● **Description of the task**
Each line from the one containing "Where can the wooden railing" onward, through the end of the entries, is to be transcribed exactly; nothing else is to be included.

● **Input records**
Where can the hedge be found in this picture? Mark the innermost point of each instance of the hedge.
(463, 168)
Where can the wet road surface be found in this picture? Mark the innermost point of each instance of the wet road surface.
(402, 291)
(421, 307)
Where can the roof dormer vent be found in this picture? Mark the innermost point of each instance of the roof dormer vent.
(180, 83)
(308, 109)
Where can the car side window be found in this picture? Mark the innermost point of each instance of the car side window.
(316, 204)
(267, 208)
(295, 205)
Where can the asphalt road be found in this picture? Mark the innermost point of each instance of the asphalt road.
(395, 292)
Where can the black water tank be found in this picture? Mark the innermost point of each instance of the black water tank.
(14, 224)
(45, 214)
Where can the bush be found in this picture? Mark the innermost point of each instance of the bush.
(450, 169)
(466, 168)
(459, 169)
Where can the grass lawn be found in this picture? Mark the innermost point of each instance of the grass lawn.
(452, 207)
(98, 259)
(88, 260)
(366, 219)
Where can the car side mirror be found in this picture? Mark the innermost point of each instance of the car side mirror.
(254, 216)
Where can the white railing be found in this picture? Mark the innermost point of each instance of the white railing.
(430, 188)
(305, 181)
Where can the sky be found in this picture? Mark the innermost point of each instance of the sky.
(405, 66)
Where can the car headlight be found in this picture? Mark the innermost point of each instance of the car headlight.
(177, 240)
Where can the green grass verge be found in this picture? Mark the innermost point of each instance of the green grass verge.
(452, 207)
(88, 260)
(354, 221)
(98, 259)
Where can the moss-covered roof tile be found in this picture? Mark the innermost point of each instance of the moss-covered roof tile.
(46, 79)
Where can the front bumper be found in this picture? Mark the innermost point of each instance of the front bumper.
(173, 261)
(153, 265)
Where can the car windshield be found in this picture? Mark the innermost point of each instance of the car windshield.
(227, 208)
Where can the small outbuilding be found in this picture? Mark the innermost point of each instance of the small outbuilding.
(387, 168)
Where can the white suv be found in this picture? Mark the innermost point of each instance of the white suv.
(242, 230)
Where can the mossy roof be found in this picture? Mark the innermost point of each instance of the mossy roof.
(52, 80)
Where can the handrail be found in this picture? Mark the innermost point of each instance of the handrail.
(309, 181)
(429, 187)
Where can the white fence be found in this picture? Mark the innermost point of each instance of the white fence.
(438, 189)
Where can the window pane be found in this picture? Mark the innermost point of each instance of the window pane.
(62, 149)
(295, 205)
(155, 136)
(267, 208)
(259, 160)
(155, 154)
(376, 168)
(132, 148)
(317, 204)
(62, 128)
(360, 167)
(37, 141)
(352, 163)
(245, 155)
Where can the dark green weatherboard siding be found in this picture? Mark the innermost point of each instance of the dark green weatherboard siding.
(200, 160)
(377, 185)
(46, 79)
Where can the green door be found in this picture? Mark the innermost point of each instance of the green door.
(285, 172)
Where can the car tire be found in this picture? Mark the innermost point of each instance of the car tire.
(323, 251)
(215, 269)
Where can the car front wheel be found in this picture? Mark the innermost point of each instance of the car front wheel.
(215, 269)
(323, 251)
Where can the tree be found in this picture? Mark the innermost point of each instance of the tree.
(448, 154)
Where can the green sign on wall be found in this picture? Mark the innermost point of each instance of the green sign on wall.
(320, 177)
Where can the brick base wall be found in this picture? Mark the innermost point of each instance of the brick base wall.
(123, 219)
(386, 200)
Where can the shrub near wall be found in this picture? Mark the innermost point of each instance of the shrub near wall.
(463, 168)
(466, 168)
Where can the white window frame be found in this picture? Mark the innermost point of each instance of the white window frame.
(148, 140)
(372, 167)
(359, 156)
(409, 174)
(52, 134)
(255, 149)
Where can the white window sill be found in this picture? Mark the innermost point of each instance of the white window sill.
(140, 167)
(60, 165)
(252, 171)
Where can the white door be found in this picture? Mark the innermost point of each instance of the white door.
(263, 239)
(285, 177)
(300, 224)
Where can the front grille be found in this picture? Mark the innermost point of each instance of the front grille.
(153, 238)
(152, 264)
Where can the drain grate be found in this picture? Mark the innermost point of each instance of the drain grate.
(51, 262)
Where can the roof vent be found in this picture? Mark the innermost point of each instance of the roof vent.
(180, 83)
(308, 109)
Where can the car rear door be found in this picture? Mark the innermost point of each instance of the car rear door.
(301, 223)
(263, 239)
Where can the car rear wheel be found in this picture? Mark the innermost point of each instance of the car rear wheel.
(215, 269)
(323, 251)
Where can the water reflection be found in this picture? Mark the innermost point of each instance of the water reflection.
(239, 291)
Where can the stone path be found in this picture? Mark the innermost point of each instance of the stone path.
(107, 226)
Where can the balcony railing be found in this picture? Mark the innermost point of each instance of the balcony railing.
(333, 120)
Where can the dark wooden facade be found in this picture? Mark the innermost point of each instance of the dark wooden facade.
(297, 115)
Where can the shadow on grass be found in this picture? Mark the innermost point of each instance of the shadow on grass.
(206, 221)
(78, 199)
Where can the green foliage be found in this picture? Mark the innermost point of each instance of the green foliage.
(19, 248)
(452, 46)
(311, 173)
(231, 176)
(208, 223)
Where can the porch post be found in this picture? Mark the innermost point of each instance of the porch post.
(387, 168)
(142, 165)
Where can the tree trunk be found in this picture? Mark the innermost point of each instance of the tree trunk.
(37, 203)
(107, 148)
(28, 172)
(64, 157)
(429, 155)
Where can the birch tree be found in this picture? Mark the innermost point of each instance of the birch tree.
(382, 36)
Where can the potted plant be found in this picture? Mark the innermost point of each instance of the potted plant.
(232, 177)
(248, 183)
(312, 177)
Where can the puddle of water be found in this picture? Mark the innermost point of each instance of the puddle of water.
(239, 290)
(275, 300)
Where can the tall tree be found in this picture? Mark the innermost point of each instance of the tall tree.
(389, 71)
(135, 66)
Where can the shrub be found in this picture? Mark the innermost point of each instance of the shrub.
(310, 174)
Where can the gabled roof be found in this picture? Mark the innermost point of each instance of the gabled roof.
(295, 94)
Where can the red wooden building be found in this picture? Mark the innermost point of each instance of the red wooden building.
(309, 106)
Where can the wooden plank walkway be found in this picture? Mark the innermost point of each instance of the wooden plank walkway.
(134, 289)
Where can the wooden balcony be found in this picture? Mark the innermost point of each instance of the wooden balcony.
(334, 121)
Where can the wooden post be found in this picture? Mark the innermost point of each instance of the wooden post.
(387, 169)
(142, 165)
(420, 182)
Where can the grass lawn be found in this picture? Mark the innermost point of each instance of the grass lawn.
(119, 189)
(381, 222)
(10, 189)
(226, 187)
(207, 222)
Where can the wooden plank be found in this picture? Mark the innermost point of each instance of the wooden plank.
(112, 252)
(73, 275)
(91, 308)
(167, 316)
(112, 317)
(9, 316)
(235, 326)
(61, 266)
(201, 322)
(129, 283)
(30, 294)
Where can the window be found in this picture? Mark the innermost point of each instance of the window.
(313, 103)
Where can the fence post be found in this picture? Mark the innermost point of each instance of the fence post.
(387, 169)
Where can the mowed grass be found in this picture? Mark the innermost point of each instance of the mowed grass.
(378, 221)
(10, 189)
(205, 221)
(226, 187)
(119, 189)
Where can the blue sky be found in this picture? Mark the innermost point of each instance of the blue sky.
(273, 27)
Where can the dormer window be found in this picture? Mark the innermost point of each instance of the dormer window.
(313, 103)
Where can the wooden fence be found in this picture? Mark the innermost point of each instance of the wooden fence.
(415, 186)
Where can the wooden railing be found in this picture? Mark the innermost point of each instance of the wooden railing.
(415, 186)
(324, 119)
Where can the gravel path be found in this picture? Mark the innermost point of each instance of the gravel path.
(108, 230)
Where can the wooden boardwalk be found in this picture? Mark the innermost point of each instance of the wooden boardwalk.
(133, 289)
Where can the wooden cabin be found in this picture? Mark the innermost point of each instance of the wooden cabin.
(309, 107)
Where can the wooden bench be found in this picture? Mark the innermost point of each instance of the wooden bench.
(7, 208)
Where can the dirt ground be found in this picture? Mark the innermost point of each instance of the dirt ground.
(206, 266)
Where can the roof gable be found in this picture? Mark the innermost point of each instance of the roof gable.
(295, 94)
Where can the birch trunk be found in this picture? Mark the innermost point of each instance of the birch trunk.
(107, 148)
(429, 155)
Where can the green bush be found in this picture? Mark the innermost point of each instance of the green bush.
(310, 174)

● **Exercise solution**
Where can the wooden railing be found in this picture? Mark the innermost point of each instance of the wooden railing.
(415, 186)
(324, 119)
Where can the gravel path be found in this picture? Mark the innermost point of each instance of the gravel path.
(108, 230)
Where can the wooden boardwalk be found in this picture? Mark the innermost point of each instance of the wooden boardwalk.
(133, 289)
Where can the wooden cabin be found in this picture? Mark the innermost point of each instance of the wooden cabin.
(309, 107)
Where can the wooden bench be found in this picture? Mark the innermost point of each instance of the wooden bench.
(7, 208)
Where can the dirt ground be found in this picture? Mark the innermost point of each instance of the dirt ground.
(206, 266)
Where can the roof gable be found in this picture? Mark the innermost point of each instance of the roof gable.
(295, 94)
Where can the birch trunk be found in this picture? Mark the innermost point of each instance of the birch trunk.
(107, 148)
(429, 155)
Where can the green bush be found in this picture? Mark the innermost point of each instance of the green bush.
(310, 174)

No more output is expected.